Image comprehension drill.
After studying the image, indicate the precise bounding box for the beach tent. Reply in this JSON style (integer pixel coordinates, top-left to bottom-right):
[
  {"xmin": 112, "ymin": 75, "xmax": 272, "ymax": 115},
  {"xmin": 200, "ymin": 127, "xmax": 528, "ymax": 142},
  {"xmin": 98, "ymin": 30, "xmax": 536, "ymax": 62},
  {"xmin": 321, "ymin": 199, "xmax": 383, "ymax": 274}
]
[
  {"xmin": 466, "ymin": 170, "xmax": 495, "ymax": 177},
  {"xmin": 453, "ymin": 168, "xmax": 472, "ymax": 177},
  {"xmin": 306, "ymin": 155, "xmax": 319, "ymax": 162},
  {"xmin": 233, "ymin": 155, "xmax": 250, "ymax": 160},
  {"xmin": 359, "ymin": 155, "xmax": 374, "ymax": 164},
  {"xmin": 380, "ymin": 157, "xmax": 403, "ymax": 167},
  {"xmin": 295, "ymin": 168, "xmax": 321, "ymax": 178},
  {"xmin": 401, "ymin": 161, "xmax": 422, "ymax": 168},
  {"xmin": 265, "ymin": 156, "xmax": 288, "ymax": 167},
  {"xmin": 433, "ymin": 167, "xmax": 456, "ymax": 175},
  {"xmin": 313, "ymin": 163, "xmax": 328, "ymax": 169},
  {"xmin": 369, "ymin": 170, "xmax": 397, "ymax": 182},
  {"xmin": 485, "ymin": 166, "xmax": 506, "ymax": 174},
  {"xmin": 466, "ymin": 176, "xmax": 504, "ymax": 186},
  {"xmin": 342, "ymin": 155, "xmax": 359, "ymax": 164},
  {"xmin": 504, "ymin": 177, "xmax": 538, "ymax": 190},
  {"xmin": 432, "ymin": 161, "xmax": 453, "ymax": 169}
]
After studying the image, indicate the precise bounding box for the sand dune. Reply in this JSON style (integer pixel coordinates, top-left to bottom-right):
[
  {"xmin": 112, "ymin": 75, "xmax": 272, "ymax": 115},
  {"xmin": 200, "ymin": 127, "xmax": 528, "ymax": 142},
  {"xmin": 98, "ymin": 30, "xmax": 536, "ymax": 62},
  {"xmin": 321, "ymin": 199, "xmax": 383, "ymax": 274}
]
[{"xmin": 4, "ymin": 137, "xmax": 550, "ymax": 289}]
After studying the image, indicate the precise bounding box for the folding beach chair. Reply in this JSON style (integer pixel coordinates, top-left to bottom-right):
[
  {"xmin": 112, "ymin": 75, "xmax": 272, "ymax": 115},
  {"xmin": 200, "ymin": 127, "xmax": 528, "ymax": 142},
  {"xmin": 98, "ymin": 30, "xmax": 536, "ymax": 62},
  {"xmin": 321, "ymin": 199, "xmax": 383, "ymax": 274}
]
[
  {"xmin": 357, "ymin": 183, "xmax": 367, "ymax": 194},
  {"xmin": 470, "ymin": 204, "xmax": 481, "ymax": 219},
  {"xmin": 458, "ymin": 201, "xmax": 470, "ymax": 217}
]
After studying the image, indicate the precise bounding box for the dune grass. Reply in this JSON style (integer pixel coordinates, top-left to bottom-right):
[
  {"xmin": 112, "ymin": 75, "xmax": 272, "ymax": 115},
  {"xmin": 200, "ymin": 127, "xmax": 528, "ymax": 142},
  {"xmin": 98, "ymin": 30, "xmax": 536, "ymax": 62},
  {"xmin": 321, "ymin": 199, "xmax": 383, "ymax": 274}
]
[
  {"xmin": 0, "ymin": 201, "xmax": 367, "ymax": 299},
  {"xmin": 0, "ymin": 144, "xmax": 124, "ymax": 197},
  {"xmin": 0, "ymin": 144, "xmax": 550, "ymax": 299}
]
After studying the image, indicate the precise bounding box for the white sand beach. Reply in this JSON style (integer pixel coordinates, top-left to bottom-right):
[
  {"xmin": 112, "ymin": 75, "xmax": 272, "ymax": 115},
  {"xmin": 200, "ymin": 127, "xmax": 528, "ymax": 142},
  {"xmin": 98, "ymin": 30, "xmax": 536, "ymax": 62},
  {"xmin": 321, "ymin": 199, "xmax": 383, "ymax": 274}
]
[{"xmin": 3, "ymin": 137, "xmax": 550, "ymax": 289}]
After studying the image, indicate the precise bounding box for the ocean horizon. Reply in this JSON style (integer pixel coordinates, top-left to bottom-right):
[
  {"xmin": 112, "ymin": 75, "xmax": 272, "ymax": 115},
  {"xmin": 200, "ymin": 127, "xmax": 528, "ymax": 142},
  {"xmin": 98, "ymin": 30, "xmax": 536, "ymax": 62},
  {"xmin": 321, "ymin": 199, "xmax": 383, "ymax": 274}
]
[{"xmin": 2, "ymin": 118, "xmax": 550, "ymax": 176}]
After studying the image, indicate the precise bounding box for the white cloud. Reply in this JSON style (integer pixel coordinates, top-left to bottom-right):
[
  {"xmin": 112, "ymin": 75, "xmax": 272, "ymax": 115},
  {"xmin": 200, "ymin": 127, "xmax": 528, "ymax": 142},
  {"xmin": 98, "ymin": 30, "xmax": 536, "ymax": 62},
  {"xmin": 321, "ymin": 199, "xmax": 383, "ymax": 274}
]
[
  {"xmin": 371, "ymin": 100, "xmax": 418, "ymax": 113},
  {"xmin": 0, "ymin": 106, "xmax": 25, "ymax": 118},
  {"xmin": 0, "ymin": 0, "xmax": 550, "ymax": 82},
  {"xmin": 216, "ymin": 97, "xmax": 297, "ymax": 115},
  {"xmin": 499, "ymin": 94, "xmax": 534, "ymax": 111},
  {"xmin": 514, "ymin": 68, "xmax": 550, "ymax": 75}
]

+ + +

Instructions to follow: Please convert every line of the rows above into a Markdown table with two columns, No. and Text, giving each line a number and leaving out blank lines.

Final answer:
| No. | Text |
|---|---|
| 1 | Image comprehension drill. |
| 2 | After studying the image, indicate the precise bounding box for the beach tent. Reply in this JSON style (integer pixel coordinates, top-left to bottom-right): |
| 3 | [ |
| 4 |   {"xmin": 112, "ymin": 75, "xmax": 272, "ymax": 115}, |
| 5 |   {"xmin": 200, "ymin": 127, "xmax": 528, "ymax": 142}, |
| 6 |   {"xmin": 98, "ymin": 30, "xmax": 536, "ymax": 62}, |
| 7 |   {"xmin": 321, "ymin": 199, "xmax": 383, "ymax": 274} |
| 8 | ] |
| 9 | [ |
| 10 |   {"xmin": 466, "ymin": 170, "xmax": 495, "ymax": 177}, |
| 11 |   {"xmin": 453, "ymin": 168, "xmax": 472, "ymax": 177}, |
| 12 |   {"xmin": 306, "ymin": 155, "xmax": 319, "ymax": 162}, |
| 13 |   {"xmin": 233, "ymin": 155, "xmax": 250, "ymax": 160}, |
| 14 |   {"xmin": 359, "ymin": 155, "xmax": 374, "ymax": 164}, |
| 15 |   {"xmin": 380, "ymin": 157, "xmax": 403, "ymax": 167}, |
| 16 |   {"xmin": 295, "ymin": 168, "xmax": 321, "ymax": 178}, |
| 17 |   {"xmin": 401, "ymin": 161, "xmax": 422, "ymax": 168}, |
| 18 |   {"xmin": 265, "ymin": 156, "xmax": 288, "ymax": 167}, |
| 19 |   {"xmin": 433, "ymin": 167, "xmax": 456, "ymax": 175}, |
| 20 |   {"xmin": 313, "ymin": 163, "xmax": 328, "ymax": 169}, |
| 21 |   {"xmin": 369, "ymin": 170, "xmax": 397, "ymax": 182}, |
| 22 |   {"xmin": 485, "ymin": 166, "xmax": 506, "ymax": 174}, |
| 23 |   {"xmin": 466, "ymin": 176, "xmax": 504, "ymax": 186}, |
| 24 |   {"xmin": 342, "ymin": 155, "xmax": 359, "ymax": 164}, |
| 25 |   {"xmin": 504, "ymin": 177, "xmax": 538, "ymax": 190}, |
| 26 |   {"xmin": 432, "ymin": 161, "xmax": 453, "ymax": 169} |
| 27 | ] |
| 28 | After studying the image, indicate the precise bounding box for the sand dune. Reply in this JSON style (integer pixel coordinates, top-left to bottom-right): |
| 29 | [ |
| 30 |   {"xmin": 112, "ymin": 75, "xmax": 272, "ymax": 115}, |
| 31 |   {"xmin": 200, "ymin": 127, "xmax": 528, "ymax": 142}, |
| 32 |   {"xmin": 98, "ymin": 30, "xmax": 536, "ymax": 62}, |
| 33 |   {"xmin": 321, "ymin": 199, "xmax": 383, "ymax": 274} |
| 34 | ] |
| 35 | [{"xmin": 4, "ymin": 137, "xmax": 550, "ymax": 289}] |
| 36 | After studying the image, indicate the precise bounding box for the folding beach chair. Reply in this JSON style (integer pixel coordinates, top-left to bottom-right): |
| 37 | [ |
| 38 |   {"xmin": 112, "ymin": 75, "xmax": 272, "ymax": 115}, |
| 39 |   {"xmin": 200, "ymin": 127, "xmax": 528, "ymax": 142}, |
| 40 |   {"xmin": 98, "ymin": 30, "xmax": 536, "ymax": 62}, |
| 41 |   {"xmin": 321, "ymin": 199, "xmax": 383, "ymax": 274} |
| 42 | ] |
| 43 | [ |
| 44 |   {"xmin": 357, "ymin": 183, "xmax": 367, "ymax": 194}, |
| 45 |   {"xmin": 470, "ymin": 204, "xmax": 481, "ymax": 219}, |
| 46 |   {"xmin": 458, "ymin": 201, "xmax": 470, "ymax": 217} |
| 47 | ] |
| 48 | After studying the image, indicate the precise bounding box for the dune grass. Reply in this JSON style (integer pixel coordinates, top-left to bottom-right): |
| 49 | [ |
| 50 |   {"xmin": 112, "ymin": 75, "xmax": 272, "ymax": 115}, |
| 51 |   {"xmin": 200, "ymin": 127, "xmax": 528, "ymax": 142}, |
| 52 |   {"xmin": 98, "ymin": 30, "xmax": 536, "ymax": 62}, |
| 53 |   {"xmin": 321, "ymin": 199, "xmax": 383, "ymax": 274} |
| 54 | ] |
| 55 | [ |
| 56 |   {"xmin": 0, "ymin": 201, "xmax": 367, "ymax": 299}, |
| 57 |   {"xmin": 0, "ymin": 144, "xmax": 124, "ymax": 197}, |
| 58 |   {"xmin": 0, "ymin": 144, "xmax": 550, "ymax": 299} |
| 59 | ] |
| 60 | After studying the image, indicate the precise bounding box for the white sand beach. Reply in this JSON style (integer pixel coordinates, top-left to bottom-right): |
| 61 | [ |
| 62 |   {"xmin": 112, "ymin": 75, "xmax": 272, "ymax": 115}, |
| 63 |   {"xmin": 200, "ymin": 127, "xmax": 528, "ymax": 142}, |
| 64 |   {"xmin": 98, "ymin": 30, "xmax": 536, "ymax": 62}, |
| 65 |   {"xmin": 321, "ymin": 199, "xmax": 383, "ymax": 274} |
| 66 | ] |
| 67 | [{"xmin": 3, "ymin": 137, "xmax": 550, "ymax": 289}] |
| 68 | After studying the image, indicate the precise bounding box for the ocean horizon. Reply in this JSON style (integer pixel coordinates, top-left to bottom-right): |
| 69 | [ |
| 70 |   {"xmin": 112, "ymin": 75, "xmax": 272, "ymax": 115}, |
| 71 |   {"xmin": 200, "ymin": 127, "xmax": 528, "ymax": 142}, |
| 72 |   {"xmin": 98, "ymin": 30, "xmax": 536, "ymax": 62}, |
| 73 |   {"xmin": 321, "ymin": 199, "xmax": 383, "ymax": 274} |
| 74 | ] |
| 75 | [{"xmin": 2, "ymin": 118, "xmax": 550, "ymax": 176}] |
| 76 | After studying the image, indicate the precise bounding box for the white cloud. Reply in this JSON style (integer pixel coordinates, top-left to bottom-right): |
| 77 | [ |
| 78 |   {"xmin": 112, "ymin": 75, "xmax": 272, "ymax": 115}, |
| 79 |   {"xmin": 200, "ymin": 127, "xmax": 528, "ymax": 142}, |
| 80 |   {"xmin": 98, "ymin": 30, "xmax": 536, "ymax": 62}, |
| 81 |   {"xmin": 321, "ymin": 199, "xmax": 383, "ymax": 274} |
| 82 | ] |
| 83 | [ |
| 84 |   {"xmin": 371, "ymin": 100, "xmax": 418, "ymax": 113}, |
| 85 |   {"xmin": 0, "ymin": 106, "xmax": 25, "ymax": 118}, |
| 86 |   {"xmin": 0, "ymin": 0, "xmax": 550, "ymax": 82}, |
| 87 |   {"xmin": 216, "ymin": 97, "xmax": 297, "ymax": 115}, |
| 88 |   {"xmin": 499, "ymin": 94, "xmax": 534, "ymax": 111}, |
| 89 |   {"xmin": 514, "ymin": 68, "xmax": 550, "ymax": 75} |
| 90 | ] |